[Tagging] surface=ground/dirt/earth

Fernando Trebien fernando.trebien at gmail.com
Fri Mar 14 01:13:19 UTC 2014

Keeping up with you:

It seems science defines "soil" more broadly, we sure can expect
people to choose based on common (not scientific) usage. From
Wikipedia: "[Soil] is a natural body that exists as part of the
pedosphere. (...) [It] is considered the "skin of the earth" with
interfaces between the lithosphere, hydrosphere, atmosphere, and
biosphere. (...) Soil is commonly referred to as "earth" or "dirt";
technically, the term "dirt" should be restricted to displaced soil."

On Thu, Mar 13, 2014 at 9:39 PM, johnw <johnw at mac.com> wrote:
> +1 for dirt. There is a distinct difference between a dirt and gravel roads, as well as sand.

-- Exercise description --
Copy the stretch of the surface-tagging post from "Keeping up with" through "well as sand.", replacing "pedosphere" with "soil mantle".

-- Records --
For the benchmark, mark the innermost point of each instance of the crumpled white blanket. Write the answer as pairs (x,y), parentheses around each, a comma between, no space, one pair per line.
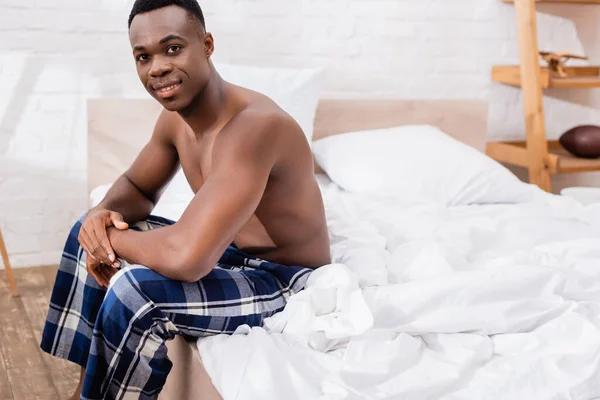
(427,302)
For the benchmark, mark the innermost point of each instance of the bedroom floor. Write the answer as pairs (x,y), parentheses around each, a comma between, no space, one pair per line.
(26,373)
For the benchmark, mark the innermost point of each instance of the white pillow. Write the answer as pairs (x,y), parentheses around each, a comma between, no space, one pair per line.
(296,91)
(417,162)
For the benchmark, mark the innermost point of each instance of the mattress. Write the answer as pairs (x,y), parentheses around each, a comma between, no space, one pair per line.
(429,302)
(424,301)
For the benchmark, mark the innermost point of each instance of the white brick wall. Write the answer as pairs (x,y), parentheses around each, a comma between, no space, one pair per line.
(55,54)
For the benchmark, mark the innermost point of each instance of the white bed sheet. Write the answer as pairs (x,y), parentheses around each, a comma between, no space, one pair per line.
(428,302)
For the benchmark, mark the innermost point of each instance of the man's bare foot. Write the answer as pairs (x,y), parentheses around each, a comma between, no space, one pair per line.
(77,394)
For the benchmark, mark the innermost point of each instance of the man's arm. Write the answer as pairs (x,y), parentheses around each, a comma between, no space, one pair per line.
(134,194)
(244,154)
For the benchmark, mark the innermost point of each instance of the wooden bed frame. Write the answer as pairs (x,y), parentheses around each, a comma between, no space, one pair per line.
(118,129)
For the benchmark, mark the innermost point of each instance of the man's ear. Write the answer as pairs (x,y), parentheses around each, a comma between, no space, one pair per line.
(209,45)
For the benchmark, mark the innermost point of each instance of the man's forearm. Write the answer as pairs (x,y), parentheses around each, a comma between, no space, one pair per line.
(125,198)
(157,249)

==

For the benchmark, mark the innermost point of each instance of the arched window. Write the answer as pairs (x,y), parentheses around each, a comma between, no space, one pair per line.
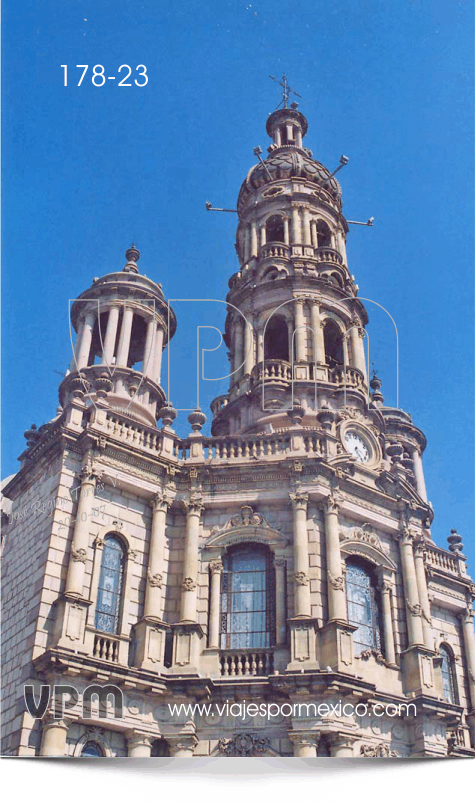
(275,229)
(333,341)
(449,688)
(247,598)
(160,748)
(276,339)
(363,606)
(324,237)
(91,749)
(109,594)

-- Output of the exercise --
Keeping up with you:

It seems science defines "soil" more broadly, we sure can expect
people to choose based on common (not scientific) usage. From
Wikipedia: "[Soil] is a natural body that exists as part of the
soil mantle. (...) [It] is considered the "skin of the earth" with
interfaces between the lithosphere, hydrosphere, atmosphere, and
biosphere. (...) Soil is commonly referred to as "earth" or "dirt";
technically, the term "dirt" should be restricted to displaced soil."

On Thu, Mar 13, 2014 at 9:39 PM, johnw <johnw at mac.com> wrote:
> +1 for dirt. There is a distinct difference between a dirt and gravel roads, as well as sand.